◆ EXERCISE PROMPT
Recast the rows from the line containing "Point to the white toilet." through the end of the rows as a Markdown table with the columns Number and Text, giving each line its own numbered table row and skipping blank lines.

◆ RECORDED DATA

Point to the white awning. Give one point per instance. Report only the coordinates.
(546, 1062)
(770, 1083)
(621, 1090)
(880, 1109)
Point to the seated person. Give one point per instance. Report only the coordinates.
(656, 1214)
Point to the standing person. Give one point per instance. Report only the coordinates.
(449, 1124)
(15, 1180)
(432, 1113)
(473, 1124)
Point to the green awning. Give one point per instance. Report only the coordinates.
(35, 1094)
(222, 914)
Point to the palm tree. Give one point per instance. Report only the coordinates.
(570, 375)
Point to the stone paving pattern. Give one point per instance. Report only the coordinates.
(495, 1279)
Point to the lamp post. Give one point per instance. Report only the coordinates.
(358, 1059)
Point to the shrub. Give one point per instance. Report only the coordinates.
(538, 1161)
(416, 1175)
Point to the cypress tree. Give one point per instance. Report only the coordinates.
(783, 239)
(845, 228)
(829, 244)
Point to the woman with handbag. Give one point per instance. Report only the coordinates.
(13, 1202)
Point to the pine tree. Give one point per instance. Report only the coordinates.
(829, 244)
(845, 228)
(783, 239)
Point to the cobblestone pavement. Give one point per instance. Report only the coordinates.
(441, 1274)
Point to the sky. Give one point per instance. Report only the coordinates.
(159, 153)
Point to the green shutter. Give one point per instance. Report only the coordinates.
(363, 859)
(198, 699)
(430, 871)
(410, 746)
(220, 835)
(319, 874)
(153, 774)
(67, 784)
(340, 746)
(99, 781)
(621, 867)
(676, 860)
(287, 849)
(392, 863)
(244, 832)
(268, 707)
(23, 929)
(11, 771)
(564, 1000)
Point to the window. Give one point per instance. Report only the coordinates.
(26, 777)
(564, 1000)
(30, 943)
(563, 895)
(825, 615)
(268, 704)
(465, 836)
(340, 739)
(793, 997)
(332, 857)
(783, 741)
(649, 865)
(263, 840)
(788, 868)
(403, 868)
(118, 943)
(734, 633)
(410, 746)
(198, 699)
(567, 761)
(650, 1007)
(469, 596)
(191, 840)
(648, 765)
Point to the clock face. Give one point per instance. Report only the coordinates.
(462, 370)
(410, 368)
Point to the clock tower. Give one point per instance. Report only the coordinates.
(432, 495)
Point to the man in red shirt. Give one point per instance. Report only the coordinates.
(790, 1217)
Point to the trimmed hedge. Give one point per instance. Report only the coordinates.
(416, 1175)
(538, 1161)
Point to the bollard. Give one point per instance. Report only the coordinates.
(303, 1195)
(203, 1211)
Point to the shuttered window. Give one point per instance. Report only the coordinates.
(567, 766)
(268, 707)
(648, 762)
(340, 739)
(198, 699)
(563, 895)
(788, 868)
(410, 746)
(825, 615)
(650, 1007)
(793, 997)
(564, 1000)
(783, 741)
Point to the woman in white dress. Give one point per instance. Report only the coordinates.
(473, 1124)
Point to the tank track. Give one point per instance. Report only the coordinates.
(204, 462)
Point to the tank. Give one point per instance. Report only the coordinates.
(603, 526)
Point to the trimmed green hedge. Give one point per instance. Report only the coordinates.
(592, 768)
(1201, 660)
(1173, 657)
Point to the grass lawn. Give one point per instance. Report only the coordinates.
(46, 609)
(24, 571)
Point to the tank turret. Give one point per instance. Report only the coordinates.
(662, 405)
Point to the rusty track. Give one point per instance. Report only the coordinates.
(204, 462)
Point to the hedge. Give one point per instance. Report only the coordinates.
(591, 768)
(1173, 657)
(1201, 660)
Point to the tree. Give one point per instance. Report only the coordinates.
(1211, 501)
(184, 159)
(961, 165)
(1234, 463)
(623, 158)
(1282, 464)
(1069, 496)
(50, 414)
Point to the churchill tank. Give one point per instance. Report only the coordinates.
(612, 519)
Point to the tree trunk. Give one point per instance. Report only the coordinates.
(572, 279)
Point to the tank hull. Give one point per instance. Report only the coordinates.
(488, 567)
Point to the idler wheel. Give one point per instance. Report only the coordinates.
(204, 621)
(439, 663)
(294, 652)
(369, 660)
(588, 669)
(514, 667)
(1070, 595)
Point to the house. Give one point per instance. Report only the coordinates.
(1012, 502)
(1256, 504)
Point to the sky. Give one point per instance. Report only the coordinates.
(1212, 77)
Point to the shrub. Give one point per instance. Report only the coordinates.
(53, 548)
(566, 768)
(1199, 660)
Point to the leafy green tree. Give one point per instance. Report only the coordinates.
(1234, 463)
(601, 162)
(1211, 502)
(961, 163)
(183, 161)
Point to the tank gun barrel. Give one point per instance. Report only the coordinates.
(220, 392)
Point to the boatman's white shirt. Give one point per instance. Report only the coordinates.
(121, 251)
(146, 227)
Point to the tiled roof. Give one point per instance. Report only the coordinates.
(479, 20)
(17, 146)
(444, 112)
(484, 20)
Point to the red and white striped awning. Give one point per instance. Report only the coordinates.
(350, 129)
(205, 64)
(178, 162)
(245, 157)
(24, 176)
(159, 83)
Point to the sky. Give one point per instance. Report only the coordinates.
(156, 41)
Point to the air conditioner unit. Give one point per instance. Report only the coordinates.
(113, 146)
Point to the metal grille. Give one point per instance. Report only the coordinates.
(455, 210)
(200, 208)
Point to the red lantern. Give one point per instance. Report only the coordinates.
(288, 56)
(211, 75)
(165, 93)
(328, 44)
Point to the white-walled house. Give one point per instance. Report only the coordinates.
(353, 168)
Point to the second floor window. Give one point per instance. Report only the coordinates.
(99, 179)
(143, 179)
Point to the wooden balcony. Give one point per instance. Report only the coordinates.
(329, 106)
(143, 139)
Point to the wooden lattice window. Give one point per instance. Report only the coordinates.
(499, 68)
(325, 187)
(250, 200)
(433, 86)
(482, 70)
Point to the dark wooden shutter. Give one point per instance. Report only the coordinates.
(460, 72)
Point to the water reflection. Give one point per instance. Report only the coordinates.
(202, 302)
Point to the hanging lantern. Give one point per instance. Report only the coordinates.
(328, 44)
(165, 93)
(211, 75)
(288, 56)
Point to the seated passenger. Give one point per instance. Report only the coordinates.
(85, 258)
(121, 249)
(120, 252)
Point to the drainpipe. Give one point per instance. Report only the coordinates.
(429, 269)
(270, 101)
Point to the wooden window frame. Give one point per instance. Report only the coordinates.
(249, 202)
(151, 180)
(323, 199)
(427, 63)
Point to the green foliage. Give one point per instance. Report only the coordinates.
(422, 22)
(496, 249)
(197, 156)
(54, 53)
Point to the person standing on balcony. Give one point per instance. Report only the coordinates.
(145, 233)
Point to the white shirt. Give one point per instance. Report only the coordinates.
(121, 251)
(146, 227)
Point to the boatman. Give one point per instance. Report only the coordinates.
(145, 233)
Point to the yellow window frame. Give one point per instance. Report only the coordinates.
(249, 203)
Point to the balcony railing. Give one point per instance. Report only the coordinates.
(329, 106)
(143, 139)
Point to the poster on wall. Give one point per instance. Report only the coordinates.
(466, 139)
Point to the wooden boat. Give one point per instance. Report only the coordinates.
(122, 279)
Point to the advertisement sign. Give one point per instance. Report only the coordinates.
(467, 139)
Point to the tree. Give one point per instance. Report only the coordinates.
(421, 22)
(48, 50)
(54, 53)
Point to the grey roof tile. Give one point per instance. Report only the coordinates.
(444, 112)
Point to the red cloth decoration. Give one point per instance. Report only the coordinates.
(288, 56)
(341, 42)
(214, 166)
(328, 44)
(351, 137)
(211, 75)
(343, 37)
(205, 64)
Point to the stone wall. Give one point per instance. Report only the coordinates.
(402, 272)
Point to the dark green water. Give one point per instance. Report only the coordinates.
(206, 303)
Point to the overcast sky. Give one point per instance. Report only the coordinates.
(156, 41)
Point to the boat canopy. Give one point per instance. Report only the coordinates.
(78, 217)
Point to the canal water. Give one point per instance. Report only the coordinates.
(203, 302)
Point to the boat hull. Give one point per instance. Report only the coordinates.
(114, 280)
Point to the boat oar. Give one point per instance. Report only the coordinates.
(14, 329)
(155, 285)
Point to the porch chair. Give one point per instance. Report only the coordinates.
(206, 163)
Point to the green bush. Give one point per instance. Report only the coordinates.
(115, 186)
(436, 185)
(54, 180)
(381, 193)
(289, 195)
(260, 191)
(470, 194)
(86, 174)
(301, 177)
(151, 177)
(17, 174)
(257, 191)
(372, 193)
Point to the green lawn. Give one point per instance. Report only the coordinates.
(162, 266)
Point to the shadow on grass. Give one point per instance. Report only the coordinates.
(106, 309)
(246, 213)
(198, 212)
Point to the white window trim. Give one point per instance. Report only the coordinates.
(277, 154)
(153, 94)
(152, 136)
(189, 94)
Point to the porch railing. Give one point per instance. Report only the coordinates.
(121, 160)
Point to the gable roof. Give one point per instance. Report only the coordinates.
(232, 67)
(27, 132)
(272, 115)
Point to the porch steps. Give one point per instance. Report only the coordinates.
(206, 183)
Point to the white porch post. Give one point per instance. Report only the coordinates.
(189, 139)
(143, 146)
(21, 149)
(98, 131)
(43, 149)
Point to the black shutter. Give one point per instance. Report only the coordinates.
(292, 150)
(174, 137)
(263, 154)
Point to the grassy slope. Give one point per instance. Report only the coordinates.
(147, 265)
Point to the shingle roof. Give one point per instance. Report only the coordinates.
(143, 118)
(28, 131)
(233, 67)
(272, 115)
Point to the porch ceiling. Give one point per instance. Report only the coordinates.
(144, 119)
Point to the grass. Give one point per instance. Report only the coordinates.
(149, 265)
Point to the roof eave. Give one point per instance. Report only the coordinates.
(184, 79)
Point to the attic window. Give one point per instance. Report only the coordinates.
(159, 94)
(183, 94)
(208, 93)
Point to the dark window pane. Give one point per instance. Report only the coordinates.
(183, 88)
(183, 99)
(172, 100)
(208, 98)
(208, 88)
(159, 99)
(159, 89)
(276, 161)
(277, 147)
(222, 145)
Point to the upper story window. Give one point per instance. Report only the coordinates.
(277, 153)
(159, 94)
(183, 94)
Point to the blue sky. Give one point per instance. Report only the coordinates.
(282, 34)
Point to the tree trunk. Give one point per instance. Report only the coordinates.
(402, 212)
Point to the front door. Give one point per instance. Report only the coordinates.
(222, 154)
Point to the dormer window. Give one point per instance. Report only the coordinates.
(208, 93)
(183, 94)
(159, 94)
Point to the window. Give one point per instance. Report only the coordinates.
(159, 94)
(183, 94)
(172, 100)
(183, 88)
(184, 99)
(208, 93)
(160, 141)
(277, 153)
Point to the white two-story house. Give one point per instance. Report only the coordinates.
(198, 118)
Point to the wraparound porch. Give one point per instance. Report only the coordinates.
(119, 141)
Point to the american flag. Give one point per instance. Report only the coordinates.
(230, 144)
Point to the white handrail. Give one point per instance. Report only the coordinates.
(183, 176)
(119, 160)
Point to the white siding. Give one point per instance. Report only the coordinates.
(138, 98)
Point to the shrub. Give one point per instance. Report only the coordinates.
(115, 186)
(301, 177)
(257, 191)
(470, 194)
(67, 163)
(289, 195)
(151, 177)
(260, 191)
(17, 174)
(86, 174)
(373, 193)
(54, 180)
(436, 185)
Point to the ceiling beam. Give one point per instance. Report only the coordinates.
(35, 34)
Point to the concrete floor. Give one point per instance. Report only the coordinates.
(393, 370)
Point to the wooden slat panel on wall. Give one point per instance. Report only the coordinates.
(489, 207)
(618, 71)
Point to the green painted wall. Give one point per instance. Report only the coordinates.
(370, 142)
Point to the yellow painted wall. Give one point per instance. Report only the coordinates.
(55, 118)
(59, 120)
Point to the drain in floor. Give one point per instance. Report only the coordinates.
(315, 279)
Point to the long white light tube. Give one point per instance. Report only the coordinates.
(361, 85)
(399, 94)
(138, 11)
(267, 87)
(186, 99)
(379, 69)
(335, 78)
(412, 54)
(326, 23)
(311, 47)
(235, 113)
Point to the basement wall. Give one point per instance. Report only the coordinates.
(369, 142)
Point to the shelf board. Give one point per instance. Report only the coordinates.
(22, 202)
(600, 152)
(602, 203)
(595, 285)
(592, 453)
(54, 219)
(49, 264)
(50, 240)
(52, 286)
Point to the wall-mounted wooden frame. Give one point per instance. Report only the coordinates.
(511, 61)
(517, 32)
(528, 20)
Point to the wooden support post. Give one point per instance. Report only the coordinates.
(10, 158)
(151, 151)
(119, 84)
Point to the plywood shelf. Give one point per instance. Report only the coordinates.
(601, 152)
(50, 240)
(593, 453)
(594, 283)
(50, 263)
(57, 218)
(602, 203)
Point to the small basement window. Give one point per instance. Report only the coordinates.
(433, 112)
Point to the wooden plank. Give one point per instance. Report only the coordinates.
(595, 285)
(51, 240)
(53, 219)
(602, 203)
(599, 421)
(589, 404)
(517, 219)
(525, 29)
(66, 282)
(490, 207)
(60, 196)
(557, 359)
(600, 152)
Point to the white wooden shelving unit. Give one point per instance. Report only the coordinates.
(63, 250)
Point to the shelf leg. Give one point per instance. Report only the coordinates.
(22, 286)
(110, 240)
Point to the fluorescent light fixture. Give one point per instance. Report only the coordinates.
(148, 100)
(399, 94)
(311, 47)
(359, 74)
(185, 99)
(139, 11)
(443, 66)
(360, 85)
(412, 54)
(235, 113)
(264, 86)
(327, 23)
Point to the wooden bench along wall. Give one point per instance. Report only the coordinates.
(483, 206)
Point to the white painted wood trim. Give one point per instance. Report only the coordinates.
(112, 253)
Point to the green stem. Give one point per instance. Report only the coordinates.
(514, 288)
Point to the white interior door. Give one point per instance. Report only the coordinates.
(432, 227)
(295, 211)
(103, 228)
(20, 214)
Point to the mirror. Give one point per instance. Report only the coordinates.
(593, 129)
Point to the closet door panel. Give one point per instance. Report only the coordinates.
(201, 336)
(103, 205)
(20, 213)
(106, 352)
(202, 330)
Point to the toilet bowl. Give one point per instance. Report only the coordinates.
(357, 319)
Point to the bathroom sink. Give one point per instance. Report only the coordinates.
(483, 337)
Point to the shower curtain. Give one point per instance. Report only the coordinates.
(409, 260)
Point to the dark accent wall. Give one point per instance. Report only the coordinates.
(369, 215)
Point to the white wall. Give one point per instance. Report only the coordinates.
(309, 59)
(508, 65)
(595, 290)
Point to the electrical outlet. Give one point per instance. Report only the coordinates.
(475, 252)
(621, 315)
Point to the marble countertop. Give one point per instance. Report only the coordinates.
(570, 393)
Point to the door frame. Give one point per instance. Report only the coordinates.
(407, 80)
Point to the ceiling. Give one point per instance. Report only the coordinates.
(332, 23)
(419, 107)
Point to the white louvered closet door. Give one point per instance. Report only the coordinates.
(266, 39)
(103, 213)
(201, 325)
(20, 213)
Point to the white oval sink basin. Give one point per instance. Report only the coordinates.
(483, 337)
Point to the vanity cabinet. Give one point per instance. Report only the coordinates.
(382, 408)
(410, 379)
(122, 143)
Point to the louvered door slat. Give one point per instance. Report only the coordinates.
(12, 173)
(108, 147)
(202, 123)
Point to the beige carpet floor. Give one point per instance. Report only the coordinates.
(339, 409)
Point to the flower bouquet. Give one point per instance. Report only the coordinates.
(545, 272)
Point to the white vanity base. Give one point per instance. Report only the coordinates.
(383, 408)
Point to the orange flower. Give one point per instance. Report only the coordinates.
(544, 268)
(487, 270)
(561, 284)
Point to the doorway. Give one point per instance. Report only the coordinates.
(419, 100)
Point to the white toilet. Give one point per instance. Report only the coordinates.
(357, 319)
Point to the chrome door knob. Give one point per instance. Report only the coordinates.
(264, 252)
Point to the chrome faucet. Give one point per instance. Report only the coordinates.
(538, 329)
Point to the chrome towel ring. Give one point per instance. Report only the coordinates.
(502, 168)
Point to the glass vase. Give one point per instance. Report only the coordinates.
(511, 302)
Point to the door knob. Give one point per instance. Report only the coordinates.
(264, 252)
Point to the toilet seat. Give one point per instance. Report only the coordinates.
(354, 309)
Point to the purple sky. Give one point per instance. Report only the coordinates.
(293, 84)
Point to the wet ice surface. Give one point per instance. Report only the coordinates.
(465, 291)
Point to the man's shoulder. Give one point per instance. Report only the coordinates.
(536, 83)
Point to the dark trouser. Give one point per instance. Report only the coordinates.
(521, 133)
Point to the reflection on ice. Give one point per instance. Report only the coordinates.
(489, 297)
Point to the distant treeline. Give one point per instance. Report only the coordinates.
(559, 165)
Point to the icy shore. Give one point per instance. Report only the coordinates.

◆ PROBLEM SOLUTION
| Number | Text |
|---|---|
| 1 | Point to the white toilet. Give one point per instance. Report only the coordinates. |
| 2 | (357, 319) |
| 3 | Point to the chrome door knob. Give one point per instance. Report only the coordinates. |
| 4 | (264, 252) |
| 5 | Point to the chrome faucet. Give one point per instance. Report only the coordinates. |
| 6 | (538, 329) |
| 7 | Point to the chrome towel ring. Give one point per instance. Report only the coordinates. |
| 8 | (502, 168) |
| 9 | Point to the glass vase. Give one point per instance. Report only the coordinates. |
| 10 | (511, 302) |
| 11 | Point to the door knob. Give one point per instance. Report only the coordinates. |
| 12 | (264, 252) |
| 13 | Point to the toilet seat. Give one point per instance. Report only the coordinates. |
| 14 | (354, 309) |
| 15 | Point to the purple sky. Give one point per instance. Report only the coordinates. |
| 16 | (293, 84) |
| 17 | Point to the wet ice surface. Give one point per instance. Report only the coordinates. |
| 18 | (465, 291) |
| 19 | Point to the man's shoulder. Give one point per instance. Report only the coordinates. |
| 20 | (536, 83) |
| 21 | Point to the dark trouser. Give one point per instance. Report only the coordinates. |
| 22 | (521, 133) |
| 23 | Point to the reflection on ice. Give one point per instance. Report only the coordinates. |
| 24 | (489, 297) |
| 25 | Point to the distant treeline. Give one point per instance. Report only the coordinates. |
| 26 | (559, 165) |
| 27 | Point to the icy shore. Give one point per instance. Report only the coordinates. |